Selected extract -
Other people have made new friends over the phone or on Zoom. Kendall Curtis, in Los Angeles, was a year into graduate school when the pandemic began. She moved in with her mom and cut herself off from almost all in-person interaction, seeing a handful of friends outside every couple of months after they’d all taken multiple coronavirus tests. With all her classes moved online, she assumed she probably wouldn’t make many new friends, she said. Then a classmate she’d never met messaged her on Zoom to ask her to join a study group. They set up a call and talked for four hours about their favorite vacations, their families and their faith. Soon, she said, they were talking almost every day.

“I’ve never been a phone person,” said Curtis. “But now I can sit down and have a thorough conversation, whereas before I would have been on and off in 20 minutes.”

There are fewer distractions on the phone, she said. Before the pandemic, she hung out with friends in bars and restaurants. She was always thinking about something else: what she was wearing, what she wanted to eat.

“Now it gets a lot deeper,” she said. She is fully focused on her friend.

Not ready to return to ‘normal’? Here’s your guide for easing back in.

Some existing friendships have strengthened in the pandemic, said Franco. When you go through something difficult or traumatic alongside someone else, you’ll probably end up feeling closer to them, she said, especially if you open up to each other. Maybe you called a friend in a moment of crisis — when your baby wouldn’t stop screaming and you couldn’t get any work done. Because the pandemic was a universal event, touching almost every person on the planet, that friend might share similar experiences with you, Franco said.

“A common struggle brings us together. When we reach out to people who say, ‘Me too,’ it helps us to relinquish our shame in a way that binds us.”

We also tend to like people more when they’re vulnerable, said Franco. It’s called the “beautiful mess effect”: Vulnerability is a sign that you trust someone, she said, which opens the door to deeper friendships.

Before the pandemic, Emily Row hardly knew her roommates. They hung out for the first time a few days after everything shut down, she said, congregating in their Los Angeles living room to watch a movie. A year later, they’ve watched over 70 movies and shows together. They keep track with a list scotch taped to their living room wall.

Row had only lived in Los Angeles for a year before the pandemic hit. Thousands of miles away from her family in New Jersey and New York, she said, she felt lonely and isolated, falling asleep on Zoom with her sister. Once Row was home full time with her roommates, she said, it wasn’t long before she felt comfortable opening up to them. For months leading up to Christmas, Row had been dreading the holiday, knowing she’d have to spend it away from her family. But then all her roommates stayed home together, she said — and it was one of the best Christmases she’d ever had.

Task objective -
Please copy the article on pandemic friendships word for word, starting at "We also tend" and ending at "to deeper friendships.".

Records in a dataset
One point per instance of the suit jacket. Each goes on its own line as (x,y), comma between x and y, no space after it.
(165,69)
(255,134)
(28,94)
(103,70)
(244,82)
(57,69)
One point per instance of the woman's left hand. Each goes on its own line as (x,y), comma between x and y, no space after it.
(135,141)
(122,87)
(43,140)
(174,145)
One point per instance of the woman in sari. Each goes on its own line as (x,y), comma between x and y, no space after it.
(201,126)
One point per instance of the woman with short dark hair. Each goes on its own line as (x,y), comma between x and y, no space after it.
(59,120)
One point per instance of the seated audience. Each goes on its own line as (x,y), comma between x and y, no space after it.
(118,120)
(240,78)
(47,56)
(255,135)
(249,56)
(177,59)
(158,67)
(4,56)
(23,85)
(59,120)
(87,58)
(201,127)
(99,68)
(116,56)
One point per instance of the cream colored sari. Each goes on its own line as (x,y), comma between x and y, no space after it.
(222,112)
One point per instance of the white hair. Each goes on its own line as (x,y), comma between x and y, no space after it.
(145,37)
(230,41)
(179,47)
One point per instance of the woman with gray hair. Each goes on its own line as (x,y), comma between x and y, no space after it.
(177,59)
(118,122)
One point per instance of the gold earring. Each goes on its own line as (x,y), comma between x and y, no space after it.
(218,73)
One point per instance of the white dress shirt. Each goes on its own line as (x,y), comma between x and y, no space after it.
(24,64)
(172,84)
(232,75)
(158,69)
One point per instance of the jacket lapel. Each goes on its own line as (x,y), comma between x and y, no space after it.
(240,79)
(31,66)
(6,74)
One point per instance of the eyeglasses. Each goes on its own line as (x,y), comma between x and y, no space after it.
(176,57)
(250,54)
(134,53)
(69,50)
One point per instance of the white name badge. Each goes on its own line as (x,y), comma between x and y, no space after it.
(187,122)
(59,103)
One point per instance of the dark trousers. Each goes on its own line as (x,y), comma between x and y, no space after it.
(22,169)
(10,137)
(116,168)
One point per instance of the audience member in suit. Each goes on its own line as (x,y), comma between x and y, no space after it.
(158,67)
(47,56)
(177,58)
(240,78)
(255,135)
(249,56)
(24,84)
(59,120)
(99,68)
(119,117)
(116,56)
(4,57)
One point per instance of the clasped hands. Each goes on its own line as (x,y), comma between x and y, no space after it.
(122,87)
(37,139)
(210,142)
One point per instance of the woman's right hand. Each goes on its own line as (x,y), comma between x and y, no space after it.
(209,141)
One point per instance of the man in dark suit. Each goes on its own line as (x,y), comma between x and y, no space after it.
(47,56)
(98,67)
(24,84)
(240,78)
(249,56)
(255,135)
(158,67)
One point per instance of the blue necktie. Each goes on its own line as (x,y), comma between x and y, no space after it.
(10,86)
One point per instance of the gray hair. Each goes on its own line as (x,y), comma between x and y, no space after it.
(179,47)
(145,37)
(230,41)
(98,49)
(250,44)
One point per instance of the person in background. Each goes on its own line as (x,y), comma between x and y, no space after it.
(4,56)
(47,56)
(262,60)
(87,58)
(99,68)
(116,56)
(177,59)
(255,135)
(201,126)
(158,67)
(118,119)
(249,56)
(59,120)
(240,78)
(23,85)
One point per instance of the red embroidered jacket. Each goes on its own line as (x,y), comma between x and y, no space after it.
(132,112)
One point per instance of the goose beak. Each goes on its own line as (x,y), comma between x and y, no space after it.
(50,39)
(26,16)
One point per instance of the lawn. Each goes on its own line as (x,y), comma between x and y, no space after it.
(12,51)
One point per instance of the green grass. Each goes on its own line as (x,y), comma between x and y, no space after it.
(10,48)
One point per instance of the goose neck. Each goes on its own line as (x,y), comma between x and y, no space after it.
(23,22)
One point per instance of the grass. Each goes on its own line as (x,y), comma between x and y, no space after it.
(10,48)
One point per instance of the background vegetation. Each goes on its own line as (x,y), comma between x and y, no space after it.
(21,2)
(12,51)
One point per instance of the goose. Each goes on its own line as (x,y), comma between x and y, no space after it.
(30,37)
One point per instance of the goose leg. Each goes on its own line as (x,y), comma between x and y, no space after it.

Response area -
We also tend to like people more when they’re vulnerable, said Franco. It’s called the “beautiful mess effect”: Vulnerability is a sign that you trust someone, she said, which opens the door to deeper friendships.